--- Selection ---

Willamette Industries, Inc. v. Commissioner., United States Tax Court - Memorandum Decision, T.C. Memo. 1990-339, Docket Nos. 13440-78, 16313-79, 21473-81., Filed July 5, 1990


Willamette Industries, Inc. v. Commissioner.

United States Tax Court - Memorandum Decision

T.C. Memo. 1990-339

Docket Nos. 13440-78, 16313-79, 21473-81.

Filed July 5, 1990.

Charles P. Duffy and Philip N. Jones, 1404 Standard Plaza, Portland, Ore., for the petitioner. Alan Summers, Robert F. Geraghty, and Randall E. Heath, for the respondent.

Supplemental Memorandum Opinion

DRENNEN, Judge: These cases were originally assigned to Special Trial Judge Hu S. Vandervort pursuant to section 7456(d) (redesignated section 7443A(b) by the Tax Reform Act of 1986, Pub. L. 99-514 section 1556, 100 Stat. 2755), and Rules 180, 181, and 183. 1 On September 22, 1987, the Court filed its opinion in these cases (T.C. Memo. 1987-479) and provided decisions would be entered under Rule 155. The parties were unable to agree to the correct tax liability. The cases were subsequently assigned to Special Trial Judge Carleton D. Powell pursuant to section 7443A for hearing under Rule 155. The Court agrees with and adopts the opinion of the Special Trial Judge, which is set forth below.


1 All section references are to the Internal Revenue Code as in effect for the years in issue, unless otherwise noted. All Rule references are to the Tax Court Rules of Practice and Procedure.


Supplemental Memorandum Opinion of the Special Trial Judge

POWELL, Special Trial Judge: At issue in these cases is the fair market value of timber eligible for treatment under section 631(a) for taxable years 1974 to 1977. Petitioner, an Oregon corporation engaged in logging and related activities, harvested the timber in Oregon, Louisiana, and Arkansas. For convenience, references to Louisiana timber will include timber harvested in both Louisiana and Arkansas.

Section 631(a) provides that a taxpayer may elect to treat the cutting of timber as though it were a hypothetical sale or exchange of that timber and, therefore, a taxable event. Prior to the enactment of section 631(a), the entire gain realized from timber cut by a taxpayer was taxed as ordinary gain. Consequently, a taxpayer electing section 631(a) converts what would otherwise be ordinary income into capital gain on the cutting of eligible timber.

---

◆ **Goals**:
[1] Report every line of the records that contains the word "noun". Case counts.
[2] Pick up the Willamette Industries timber tax opinion after its last sentence and keep writing.

--- Supplied data ---

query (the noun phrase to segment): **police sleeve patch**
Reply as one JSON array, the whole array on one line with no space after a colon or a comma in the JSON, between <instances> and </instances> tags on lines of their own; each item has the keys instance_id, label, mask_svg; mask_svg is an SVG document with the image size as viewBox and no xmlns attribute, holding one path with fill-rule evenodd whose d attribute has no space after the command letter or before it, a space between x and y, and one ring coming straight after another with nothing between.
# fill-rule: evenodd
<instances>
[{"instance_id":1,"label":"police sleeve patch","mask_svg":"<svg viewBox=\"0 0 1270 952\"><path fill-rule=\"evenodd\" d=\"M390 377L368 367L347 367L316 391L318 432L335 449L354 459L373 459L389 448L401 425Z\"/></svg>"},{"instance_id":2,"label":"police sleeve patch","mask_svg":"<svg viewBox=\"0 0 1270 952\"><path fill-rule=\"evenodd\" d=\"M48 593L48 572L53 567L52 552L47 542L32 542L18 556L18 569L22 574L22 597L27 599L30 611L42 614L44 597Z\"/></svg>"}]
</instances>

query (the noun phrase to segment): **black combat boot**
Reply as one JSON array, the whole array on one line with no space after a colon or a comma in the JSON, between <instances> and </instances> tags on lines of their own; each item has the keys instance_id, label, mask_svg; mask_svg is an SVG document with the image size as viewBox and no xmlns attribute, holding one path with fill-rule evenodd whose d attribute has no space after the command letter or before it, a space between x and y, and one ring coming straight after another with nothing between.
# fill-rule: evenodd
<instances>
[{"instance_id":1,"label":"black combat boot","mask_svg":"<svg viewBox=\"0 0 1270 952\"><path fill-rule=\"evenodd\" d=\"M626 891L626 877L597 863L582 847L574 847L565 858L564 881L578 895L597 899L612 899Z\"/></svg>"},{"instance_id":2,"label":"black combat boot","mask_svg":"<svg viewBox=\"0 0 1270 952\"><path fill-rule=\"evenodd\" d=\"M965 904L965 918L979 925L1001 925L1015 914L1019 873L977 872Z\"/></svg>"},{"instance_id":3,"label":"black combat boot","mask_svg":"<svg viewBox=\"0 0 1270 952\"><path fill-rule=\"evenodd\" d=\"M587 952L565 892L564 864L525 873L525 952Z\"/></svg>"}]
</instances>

---

◆ **Answers by task**:
[1]
query (the noun phrase to segment): **police sleeve patch**
query (the noun phrase to segment): **black combat boot**

[2]
The capital gain or loss under section 631(a) is an amount equal to the fair market value of the timber as of the first day of the taxable year in which the timber is cut, less the taxpayer's adjusted basis for depletion of the timber. The fair market value of the cut timber then becomes the new basis of the timber for all purposes in the hands of the taxpayer. The resulting gain or loss qualifies for section 1231 capital gain or ordinary loss treatment, provided the required holding period is met.

To determine the fair market value of the timber as of the first day of the tax year in which the timber was cut, we resolved various issues in our original opinion and articulated guidelines for the parties to follow. We held, in part, that the best indicator of fair market value for purposes of section 631(a) is the comparable sales method of valuation. Under this method, values from contemporary sales of comparable timber in the same geographical area are obtained. From the sales of the comparable timber, we sought to derive a formula to determine the fair market value of the eligible timber.

A majority of the comparable sales were multiple-year contracts to cut timber. They did not require the purchaser to pay cash on the bid date, but required payment in the future when the timber was cut. In Louisiana, the contracts were generally three years in length, while in Oregon the contract period ran up to five years. We held that bids on long-term (i.e., greater than twelve months) contracts were to be discounted to reflect current cash value (present value). Having decided that some discount is necessary to value the comparable government timber sales, we discussed the Hammon, Jensen and Wallen (HJW) theory as a solution to arrive at the most accurate comparable values. We recognized, however, that adjustments were necessary to allow the HJW theory to conform comparable sales to timber valuations of petitioner.

With respect to the Louisiana timber, we found that it grew at a rate of 7 percent annually. Therefore, an adjustment was necessary to account for the growth that took place between the cruise date, which takes place approximately 6 to 9 months before the bid date, and the valuation date. Further, we held that the fair market value was to be determined by the statistical high bid for purposes of standing timber.

Rather than stating a fair market value of the timber, we entered the decision under Rule 155 and left the calculation to the parties. Under Rule 155, parties are required to submit "computations pursuant to the Court's determination of the issues, showing the correct amount of the deficiency * * * to be entered as the decision." The starting point for the computation is the statutory notice of deficiency from which the parties compute the redetermined deficiency based upon matters agreed by the parties or ruled upon by the Court. The Home Group, Inc. v. Commissioner [Dec. 44,994], 91 T.C. 265, 269 (1988).

Due to unresolved differences in determining the 1974 to 1977 timber values, the parties failed to submit agreed tax calculations for the Court's approval. The parties were not in agreement as to the correct methodology for calculating either the Oregon or Louisiana timber values.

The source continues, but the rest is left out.